*Extracted information*
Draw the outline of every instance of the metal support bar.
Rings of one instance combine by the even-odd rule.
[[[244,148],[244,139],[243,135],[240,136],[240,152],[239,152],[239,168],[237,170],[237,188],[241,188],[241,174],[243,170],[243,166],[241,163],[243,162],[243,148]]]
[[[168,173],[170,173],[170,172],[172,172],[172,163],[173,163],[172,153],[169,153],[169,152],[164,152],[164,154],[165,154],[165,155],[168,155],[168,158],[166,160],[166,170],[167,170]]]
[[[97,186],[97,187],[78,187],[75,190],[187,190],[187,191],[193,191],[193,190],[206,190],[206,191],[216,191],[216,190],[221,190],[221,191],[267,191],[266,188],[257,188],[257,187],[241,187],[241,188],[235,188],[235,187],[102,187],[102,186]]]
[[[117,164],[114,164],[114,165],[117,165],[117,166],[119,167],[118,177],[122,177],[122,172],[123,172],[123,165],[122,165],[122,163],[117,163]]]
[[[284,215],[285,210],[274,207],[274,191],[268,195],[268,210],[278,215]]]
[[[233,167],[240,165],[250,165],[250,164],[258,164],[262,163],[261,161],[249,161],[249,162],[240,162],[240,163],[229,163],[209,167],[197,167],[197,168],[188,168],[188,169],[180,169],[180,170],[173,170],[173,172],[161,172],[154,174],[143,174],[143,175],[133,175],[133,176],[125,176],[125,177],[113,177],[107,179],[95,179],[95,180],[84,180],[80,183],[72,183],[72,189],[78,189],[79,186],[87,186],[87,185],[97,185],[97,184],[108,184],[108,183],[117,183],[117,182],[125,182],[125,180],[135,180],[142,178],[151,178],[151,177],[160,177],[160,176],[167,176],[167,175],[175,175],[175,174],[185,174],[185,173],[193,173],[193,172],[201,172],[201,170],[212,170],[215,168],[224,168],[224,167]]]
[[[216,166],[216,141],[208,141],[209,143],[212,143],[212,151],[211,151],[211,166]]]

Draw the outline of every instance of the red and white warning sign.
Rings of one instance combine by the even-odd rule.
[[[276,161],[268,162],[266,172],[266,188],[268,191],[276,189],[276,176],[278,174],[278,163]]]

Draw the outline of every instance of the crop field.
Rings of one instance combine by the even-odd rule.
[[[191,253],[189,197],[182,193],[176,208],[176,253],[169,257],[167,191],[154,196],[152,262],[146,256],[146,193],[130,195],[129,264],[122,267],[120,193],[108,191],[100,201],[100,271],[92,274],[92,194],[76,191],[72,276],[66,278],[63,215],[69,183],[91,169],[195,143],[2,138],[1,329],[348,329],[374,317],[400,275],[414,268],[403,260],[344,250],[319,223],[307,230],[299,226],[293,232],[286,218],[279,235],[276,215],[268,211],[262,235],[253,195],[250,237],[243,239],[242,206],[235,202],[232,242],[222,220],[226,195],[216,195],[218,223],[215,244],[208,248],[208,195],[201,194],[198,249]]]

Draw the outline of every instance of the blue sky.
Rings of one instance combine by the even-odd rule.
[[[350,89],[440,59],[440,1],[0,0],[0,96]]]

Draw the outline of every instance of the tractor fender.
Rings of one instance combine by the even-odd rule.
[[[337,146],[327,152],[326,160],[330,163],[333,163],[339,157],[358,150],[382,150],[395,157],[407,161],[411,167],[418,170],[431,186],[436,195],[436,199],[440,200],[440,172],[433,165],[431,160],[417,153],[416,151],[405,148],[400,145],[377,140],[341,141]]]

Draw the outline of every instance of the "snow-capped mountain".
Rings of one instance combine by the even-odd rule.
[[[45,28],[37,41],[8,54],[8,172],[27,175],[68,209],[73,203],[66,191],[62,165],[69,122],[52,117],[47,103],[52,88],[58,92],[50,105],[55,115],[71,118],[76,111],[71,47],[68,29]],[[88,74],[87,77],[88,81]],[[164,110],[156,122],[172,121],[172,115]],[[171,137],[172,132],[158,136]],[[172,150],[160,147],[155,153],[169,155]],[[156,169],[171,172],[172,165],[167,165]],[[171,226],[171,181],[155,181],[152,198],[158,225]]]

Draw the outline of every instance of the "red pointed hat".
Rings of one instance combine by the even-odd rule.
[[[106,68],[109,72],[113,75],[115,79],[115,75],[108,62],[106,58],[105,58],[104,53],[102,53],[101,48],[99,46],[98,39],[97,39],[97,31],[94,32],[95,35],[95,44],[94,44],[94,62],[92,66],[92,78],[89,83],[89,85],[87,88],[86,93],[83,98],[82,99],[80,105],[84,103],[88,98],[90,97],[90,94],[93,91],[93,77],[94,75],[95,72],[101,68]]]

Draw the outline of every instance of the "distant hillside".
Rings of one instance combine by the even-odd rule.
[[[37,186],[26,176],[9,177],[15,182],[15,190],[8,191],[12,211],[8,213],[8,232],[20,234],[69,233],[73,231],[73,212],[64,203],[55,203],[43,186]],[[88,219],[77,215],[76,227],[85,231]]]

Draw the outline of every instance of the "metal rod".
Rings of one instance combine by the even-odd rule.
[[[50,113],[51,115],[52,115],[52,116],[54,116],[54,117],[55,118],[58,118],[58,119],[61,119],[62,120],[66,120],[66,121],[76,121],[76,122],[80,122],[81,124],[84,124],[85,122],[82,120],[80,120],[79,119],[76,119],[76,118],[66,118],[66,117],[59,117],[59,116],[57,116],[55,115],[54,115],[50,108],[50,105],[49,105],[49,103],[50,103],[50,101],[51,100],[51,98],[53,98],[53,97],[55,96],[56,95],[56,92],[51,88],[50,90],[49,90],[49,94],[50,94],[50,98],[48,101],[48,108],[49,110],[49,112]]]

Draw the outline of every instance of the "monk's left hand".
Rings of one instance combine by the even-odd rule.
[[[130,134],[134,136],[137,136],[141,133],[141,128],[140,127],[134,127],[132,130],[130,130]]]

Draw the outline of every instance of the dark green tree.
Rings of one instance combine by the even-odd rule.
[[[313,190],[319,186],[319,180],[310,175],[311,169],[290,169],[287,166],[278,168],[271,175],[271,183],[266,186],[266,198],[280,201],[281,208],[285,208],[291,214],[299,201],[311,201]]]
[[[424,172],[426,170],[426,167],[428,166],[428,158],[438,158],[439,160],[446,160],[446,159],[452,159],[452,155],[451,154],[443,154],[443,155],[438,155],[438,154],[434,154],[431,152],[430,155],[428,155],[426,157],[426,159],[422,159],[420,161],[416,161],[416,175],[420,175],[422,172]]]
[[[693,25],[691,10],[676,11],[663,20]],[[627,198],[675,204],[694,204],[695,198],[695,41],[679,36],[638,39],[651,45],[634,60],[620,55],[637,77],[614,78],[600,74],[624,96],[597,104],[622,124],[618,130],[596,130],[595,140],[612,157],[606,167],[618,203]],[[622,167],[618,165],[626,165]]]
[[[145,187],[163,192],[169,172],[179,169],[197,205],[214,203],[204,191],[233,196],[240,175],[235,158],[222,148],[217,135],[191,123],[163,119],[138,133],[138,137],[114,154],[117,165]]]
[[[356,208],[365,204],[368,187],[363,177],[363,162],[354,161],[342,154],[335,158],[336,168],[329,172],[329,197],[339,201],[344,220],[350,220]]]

*Exercise brief*
Rescale the records from the line containing "Draw the outline of every instance of the blue" through the line containing "[[[350,89],[440,59],[440,1],[0,0],[0,96]]]", inclusive, and reproduce only those lines, requests included. Multiply every coordinate in the answers by 1.6 and round to whole numbers, with halves rounded up.

*Answer below*
Draw the outline of every instance of the blue sky.
Rings of one instance combine by the even-odd rule.
[[[560,142],[704,94],[704,2],[0,0],[0,154]]]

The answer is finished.